— BEGIN WORKING DATA —

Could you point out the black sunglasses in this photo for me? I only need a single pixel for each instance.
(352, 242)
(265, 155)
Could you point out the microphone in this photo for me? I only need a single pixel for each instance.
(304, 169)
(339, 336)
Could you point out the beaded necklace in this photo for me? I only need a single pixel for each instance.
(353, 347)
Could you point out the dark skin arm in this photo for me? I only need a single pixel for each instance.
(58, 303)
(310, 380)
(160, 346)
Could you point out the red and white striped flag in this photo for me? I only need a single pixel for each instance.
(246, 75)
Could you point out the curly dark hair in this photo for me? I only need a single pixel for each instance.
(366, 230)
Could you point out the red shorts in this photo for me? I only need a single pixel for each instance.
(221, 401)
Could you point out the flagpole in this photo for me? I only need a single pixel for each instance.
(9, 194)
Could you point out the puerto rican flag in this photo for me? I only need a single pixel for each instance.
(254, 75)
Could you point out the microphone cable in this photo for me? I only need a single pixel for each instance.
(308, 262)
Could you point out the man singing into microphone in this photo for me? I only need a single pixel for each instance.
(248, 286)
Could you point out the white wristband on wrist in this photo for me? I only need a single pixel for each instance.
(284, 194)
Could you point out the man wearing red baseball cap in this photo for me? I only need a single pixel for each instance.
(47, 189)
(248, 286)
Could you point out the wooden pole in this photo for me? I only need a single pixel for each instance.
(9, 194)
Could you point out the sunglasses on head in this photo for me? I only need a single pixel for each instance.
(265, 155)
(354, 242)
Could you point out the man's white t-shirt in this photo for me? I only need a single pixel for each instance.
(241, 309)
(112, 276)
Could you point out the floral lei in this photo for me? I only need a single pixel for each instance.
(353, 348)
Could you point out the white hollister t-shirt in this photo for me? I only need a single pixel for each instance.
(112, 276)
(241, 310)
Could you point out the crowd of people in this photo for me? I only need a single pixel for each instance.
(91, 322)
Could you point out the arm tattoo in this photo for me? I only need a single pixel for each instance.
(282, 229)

— END WORKING DATA —

■ THE TASK ■
Recast every item above as a numbered list, omitting any blank lines.

■ SOLUTION FOR THIS PROBLEM ■
1. Could you point out the black sunglasses in this photo for me? I only need a single pixel for each instance.
2. (352, 242)
3. (265, 155)
4. Could you point out the microphone in this photo for me? I only need a single pixel for each instance.
5. (304, 169)
6. (339, 336)
7. Could you point out the beaded necklace in this photo for me? I only need a single pixel for each instance.
8. (353, 347)
9. Could you point out the dark skin arm in this photo for me? I only need a single pixel for each instance.
10. (58, 303)
11. (310, 380)
12. (160, 346)
13. Could you point out the red and white striped flag in this photo for me? I only need a single pixel for each instance.
14. (246, 75)
15. Could you point out the curly dark hair in this photo for me? I only need a single pixel for each instance.
16. (366, 230)
17. Could you point out the red shorts in this photo for me? I only need a single pixel for each instance.
18. (221, 401)
19. Could you point out the flagpole in this photo for me? I only need a single pixel for each instance.
20. (9, 194)
21. Could you point out the puerto rican flag in this photo for me? I only need a single pixel for each instance.
22. (254, 75)
23. Could you point out the microphone cable in this photo for me? I only need a single pixel for each instance.
24. (308, 262)
25. Could you point out the man singing into microphone in this photo for me? I only need a single pixel for each instance.
26. (248, 286)
27. Could you point out the white wristband on wrist in this photo for me? I only need a single pixel for each instance.
28. (284, 194)
29. Could you point out the man wearing red baseball cap in this photo for me? I only need a single pixel for each instance.
30. (47, 189)
31. (248, 286)
32. Could you point out the wooden pole in this photo for me? I only need a single pixel for each instance.
33. (9, 194)
34. Could you point out the sunglasses on head in this photo for me? I only need a single pixel for each instance.
35. (265, 155)
36. (354, 242)
37. Could you point out the man's white t-shirt in this photo for me? I only need a single pixel for each instance.
38. (241, 309)
39. (112, 276)
40. Could you point out the floral lei in this photo for me? I only need a single pixel for each instance.
41. (353, 348)
42. Could you point out the white hollister t-shirt in this photo for me? I only need a single pixel for each instance.
43. (112, 276)
44. (241, 310)
45. Could you point out the crowd of people in this photo for me? I only need a single pixel for each instance.
46. (91, 322)
47. Could you point out the arm tattoo in this photo for me? I only need a single pixel for each instance.
48. (282, 229)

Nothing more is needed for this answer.